Guilty plea in Nine Mile Falls murder case
The 28-year-old man who killed his girlfriend and then attempted to dispose of her body using a weak acid will spend 14 years in prison if a judge accepts the plea deal agreed to Monday.
Jason Hart pleaded guilty to strangling Regan Jolley in June 2013.
Hart has been jailed since authorities discovered Jolley’s body in the detached garage of a Nine Mile Falls home. They had dated a few weeks, according to friends, and the relationship was fraught with tension. A woman who lived at the home with the couple said Hart yelled at Jolley for disrespecting fish during a group fishing trip a few weeks before the murder.
When Dean Settle, another man who lived with the couple, returned to the Nine Mile Falls home in the early morning hours of June 4, Hart reportedly told him that Jolley had left town to attend a barter fair with friends. Hart also told him not to go into the garage, because “he wouldn’t like what was in there,” according to court documents.
Settle told police he found a woman’s body in a tub filled with “acid” in the garage, according to court records. He left the home with his wife and called police from a nearby fire station.
The SWAT team responded to the residence because multiple people, including Hart’s father and Jolley’s mother, were still inside. There were also reports of weapons in the home and that drugs were being manufactured on the property. After an hourslong standoff, police arrested Hart without incident.

Your instructions ▸ Summarize the news report on the Nine Mile Falls guilty plea in two sentences. The listing is separate from the news report above and has no connection to it.

Listed records ▸
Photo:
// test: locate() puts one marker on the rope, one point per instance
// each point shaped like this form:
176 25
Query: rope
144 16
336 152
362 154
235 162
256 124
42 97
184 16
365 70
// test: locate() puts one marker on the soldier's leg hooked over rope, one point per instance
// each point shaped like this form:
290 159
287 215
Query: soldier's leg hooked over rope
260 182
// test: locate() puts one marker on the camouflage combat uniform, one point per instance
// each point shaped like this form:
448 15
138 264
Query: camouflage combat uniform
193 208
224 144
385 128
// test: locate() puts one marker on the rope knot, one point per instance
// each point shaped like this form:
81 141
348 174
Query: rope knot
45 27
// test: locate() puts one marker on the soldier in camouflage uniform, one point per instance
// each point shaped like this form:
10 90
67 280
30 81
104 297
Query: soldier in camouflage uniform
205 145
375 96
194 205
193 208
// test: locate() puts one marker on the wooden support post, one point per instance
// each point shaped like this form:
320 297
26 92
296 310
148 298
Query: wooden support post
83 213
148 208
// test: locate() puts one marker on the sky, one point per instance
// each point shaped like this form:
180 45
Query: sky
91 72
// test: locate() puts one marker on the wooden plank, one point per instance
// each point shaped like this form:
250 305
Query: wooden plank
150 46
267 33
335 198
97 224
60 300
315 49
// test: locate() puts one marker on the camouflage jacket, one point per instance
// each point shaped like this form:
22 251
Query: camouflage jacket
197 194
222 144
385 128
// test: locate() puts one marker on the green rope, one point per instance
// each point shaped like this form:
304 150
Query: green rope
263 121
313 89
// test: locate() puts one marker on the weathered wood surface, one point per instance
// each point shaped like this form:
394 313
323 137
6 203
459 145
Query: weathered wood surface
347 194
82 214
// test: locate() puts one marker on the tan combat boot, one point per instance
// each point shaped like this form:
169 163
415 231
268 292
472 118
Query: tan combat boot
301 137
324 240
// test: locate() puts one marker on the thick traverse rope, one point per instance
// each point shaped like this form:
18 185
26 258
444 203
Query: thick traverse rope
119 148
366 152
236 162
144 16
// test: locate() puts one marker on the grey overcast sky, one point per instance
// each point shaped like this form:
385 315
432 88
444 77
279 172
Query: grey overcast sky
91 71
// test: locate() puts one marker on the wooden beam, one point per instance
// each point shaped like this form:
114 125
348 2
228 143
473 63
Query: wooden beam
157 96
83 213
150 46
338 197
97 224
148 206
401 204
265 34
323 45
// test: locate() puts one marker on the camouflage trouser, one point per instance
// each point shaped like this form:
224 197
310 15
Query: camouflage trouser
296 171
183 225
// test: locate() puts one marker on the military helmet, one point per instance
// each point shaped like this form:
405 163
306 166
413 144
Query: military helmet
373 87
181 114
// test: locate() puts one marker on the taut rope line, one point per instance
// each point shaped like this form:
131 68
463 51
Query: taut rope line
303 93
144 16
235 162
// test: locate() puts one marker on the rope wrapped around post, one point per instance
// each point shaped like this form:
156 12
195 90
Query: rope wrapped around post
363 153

==

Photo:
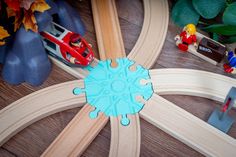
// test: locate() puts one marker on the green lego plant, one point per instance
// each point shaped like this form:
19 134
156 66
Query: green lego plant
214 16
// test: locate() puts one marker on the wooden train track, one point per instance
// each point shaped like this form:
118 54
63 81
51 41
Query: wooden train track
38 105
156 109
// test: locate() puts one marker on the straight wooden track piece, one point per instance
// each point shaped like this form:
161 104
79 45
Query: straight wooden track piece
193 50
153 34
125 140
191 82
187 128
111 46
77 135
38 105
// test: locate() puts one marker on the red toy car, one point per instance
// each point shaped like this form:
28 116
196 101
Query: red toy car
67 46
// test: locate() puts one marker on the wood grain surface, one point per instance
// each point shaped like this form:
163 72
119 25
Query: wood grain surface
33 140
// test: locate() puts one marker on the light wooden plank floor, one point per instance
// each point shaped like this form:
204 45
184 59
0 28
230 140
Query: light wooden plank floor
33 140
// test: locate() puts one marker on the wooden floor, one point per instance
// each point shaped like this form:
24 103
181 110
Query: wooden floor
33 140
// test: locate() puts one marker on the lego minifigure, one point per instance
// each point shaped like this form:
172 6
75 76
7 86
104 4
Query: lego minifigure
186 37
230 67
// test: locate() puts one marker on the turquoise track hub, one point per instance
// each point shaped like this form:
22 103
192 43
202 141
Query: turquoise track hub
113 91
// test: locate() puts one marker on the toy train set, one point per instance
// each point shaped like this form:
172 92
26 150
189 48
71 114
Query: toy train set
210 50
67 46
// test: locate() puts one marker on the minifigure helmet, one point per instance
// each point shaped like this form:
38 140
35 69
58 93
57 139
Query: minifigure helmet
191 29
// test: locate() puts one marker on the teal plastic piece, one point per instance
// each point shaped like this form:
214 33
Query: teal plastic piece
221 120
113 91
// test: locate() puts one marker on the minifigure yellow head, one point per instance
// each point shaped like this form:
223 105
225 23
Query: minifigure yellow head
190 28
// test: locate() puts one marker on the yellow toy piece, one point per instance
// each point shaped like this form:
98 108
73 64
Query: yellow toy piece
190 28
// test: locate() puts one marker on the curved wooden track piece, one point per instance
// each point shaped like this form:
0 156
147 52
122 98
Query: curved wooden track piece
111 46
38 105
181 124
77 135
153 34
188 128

Answer section ▸ Jason Hart, 28, pleaded guilty to strangling his girlfriend Regan Jolley in June 2013 and will spend 14 years in prison if a judge accepts the plea deal. Dean Settle, who lived with the couple, found a woman's body in a tub filled with "acid" in the garage of their Nine Mile Falls home and called police, who arrested Hart without incident after an hourslong standoff.